### Dataset
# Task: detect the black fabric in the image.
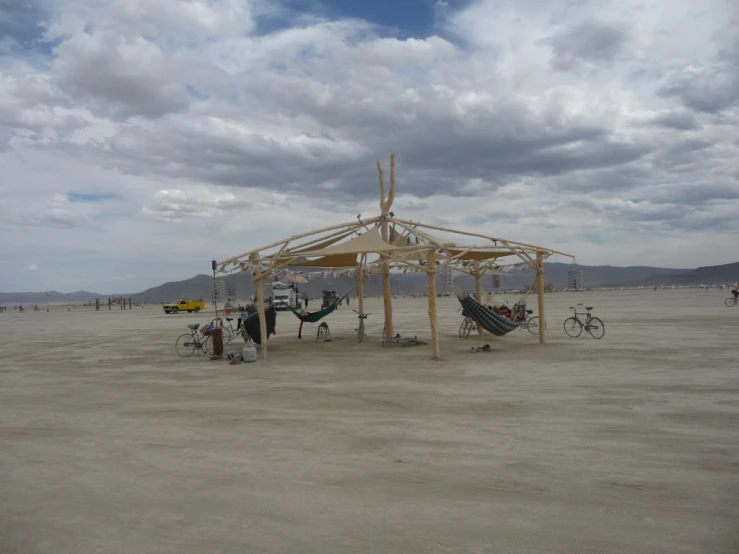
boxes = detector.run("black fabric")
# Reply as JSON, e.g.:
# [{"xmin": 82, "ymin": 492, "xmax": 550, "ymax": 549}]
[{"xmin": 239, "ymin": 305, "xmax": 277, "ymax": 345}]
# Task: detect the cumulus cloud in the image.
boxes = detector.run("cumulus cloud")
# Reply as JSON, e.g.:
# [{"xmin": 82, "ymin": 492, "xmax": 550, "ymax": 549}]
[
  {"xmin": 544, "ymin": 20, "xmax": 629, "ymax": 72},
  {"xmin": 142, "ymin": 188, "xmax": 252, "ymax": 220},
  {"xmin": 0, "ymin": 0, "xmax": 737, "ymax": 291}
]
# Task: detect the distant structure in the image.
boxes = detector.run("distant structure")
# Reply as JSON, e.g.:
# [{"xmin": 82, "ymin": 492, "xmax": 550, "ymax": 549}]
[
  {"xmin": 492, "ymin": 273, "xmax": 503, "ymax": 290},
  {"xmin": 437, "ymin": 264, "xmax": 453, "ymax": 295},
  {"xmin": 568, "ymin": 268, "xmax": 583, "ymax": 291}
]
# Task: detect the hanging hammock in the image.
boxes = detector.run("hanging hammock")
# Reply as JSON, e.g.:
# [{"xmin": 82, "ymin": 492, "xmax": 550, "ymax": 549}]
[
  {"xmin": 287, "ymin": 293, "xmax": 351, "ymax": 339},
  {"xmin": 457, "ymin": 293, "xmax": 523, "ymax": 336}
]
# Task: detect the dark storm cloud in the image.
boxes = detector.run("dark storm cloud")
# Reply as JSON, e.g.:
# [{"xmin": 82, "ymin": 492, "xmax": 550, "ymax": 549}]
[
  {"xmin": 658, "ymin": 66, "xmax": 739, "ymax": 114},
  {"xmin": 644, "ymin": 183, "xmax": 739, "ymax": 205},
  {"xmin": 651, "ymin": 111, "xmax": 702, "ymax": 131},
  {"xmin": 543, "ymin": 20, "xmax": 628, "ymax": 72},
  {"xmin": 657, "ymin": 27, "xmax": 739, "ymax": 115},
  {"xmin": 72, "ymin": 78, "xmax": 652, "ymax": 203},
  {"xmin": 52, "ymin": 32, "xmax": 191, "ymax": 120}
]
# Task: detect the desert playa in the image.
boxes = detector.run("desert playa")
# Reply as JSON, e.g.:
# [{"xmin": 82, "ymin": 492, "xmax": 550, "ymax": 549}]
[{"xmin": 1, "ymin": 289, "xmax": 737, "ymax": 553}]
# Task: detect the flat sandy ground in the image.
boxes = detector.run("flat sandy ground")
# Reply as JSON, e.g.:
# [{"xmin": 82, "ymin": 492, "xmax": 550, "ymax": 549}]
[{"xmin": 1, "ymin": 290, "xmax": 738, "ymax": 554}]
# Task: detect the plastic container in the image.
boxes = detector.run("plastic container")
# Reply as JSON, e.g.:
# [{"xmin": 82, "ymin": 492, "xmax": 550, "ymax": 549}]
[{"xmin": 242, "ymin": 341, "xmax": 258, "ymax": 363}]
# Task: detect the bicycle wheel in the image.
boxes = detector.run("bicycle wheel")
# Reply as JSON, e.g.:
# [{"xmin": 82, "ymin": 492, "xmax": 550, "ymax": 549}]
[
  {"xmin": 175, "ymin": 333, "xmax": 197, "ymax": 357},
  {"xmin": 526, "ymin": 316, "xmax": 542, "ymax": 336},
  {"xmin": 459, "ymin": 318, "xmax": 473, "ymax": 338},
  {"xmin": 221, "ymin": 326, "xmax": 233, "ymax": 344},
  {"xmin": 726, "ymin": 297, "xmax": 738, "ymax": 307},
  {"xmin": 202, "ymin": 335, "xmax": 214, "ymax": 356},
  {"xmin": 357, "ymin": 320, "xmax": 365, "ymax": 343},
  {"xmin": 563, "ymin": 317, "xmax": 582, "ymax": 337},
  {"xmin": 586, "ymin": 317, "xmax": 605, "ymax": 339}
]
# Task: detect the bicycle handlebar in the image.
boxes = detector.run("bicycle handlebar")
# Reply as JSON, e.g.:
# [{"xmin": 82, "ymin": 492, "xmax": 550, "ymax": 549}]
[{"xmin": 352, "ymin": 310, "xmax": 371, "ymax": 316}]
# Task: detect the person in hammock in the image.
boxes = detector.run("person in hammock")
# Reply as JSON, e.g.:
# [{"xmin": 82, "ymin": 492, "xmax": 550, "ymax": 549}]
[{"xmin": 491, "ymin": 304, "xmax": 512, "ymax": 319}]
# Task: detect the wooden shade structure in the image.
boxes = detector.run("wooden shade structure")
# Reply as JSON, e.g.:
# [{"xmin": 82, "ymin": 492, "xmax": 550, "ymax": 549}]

### Exercise description
Look through the material and find each line that includes "hammock", then copy it.

### Response to the exercise
# Task: detect the hanging hammock in the image.
boxes = detector.run("hanging hammock")
# Task: detect the person in hammock in the image.
boxes = detector.run("person in hammock")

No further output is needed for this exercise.